SOURCE PASSAGE =

OK... I am mildly convinced that this should be part of pacman rather than in a separate tool. But, I do not think it should be part of -Qk or -Qkk. These check that what is listed in the local database is correct. Looking for untracked files is a separate task and should be treated as such. Allan

Jeremy Heiner

2:25 p.m.

I'm using -Qkkk right now (easy hack, minimal footprint), but like the output format that can easily be tweaked. One reason I keep associating this new find untracked feature with the existing '--check's is that they are algorithmic cousins. From the controller (query.c) point of view these 3 features are called in basically identical ways. And from the implementation (check.c) view they all have the same shape (for each file in list call 1 or more predicates). However, I'm definitely not implying that implementation details should dictate user interface. But there seems to be a deeper reason. It's rooted in the use case. Consider what actions the user must do to achieve the goal. At a minimum(*) they must invoke pacman twice. Just -Qk isn't enough because it ignores the mtrees. And just -Qkk checks nothing for packages without an mtree. Am I wrong to think that adding another step is the wrong direction to go to help the user achieve their goal? So I want to advocate for a solution that does all the steps in a single invocation. I don't want to remove the ability to run the steps independently. In fact, I think it makes a lot of sense for the output of the single invocation to be very terse, providing the 10,000 foot view, and the user needs to re-invoke (w/ different args) for more detail on any problems noted in the overview. (*)Are there other steps that should be folded in? My brain is so down in the weeds of the implementation right now that I don't completely trust my view of the trees, much less the forest.

DIRECTION 1 = Pull out every line of the records that contains the string "query", matching its case exactly.
The pacman thread has no connection to the records that come after it.

ENTRIES =
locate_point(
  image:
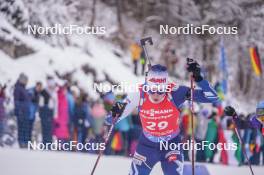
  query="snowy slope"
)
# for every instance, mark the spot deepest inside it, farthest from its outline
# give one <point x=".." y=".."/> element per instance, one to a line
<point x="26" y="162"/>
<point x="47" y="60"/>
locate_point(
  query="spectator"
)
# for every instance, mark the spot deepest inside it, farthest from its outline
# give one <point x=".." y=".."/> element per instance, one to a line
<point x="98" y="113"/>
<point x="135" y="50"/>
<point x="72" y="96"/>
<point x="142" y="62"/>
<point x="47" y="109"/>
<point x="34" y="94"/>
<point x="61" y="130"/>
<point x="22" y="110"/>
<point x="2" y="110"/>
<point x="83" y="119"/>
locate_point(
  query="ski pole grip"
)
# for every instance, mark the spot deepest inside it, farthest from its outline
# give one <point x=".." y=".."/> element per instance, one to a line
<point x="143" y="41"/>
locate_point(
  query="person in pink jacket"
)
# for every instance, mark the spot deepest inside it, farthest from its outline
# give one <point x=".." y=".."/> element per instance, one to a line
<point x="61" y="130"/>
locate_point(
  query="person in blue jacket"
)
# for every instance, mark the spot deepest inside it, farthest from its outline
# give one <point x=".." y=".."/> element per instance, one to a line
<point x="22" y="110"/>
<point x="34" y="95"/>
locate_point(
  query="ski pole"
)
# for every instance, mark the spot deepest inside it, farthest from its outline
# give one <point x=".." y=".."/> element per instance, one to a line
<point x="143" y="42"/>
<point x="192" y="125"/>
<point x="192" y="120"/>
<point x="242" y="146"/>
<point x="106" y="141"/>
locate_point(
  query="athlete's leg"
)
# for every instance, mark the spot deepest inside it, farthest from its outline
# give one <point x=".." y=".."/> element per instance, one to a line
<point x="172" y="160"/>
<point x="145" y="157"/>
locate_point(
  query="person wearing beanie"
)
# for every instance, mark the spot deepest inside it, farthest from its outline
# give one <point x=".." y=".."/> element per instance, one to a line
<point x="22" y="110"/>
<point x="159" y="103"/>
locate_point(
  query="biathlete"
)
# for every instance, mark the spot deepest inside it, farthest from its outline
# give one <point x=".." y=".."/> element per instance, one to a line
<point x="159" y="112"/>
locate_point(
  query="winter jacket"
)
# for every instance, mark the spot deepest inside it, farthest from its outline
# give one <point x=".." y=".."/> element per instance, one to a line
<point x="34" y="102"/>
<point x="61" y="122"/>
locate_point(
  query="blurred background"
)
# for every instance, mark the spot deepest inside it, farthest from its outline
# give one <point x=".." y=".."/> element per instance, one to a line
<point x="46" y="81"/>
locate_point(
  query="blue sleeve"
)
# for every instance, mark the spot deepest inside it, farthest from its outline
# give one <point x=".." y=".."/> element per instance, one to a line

DIRECTION 2 = List each distinct pacman command-line option that the pacman thread names.

WORKED ANSWER 1 =
  query="snowy slope"
  query="spectator"
  query="ski pole grip"
  query="person in pink jacket"
  query="person in blue jacket"
  query="ski pole"
  query="athlete's leg"
  query="person wearing beanie"
  query="biathlete"
  query="winter jacket"
  query="blurred background"
  query="blue sleeve"

WORKED ANSWER 2 =
-Qk
-Qkk
-Qkkk
--check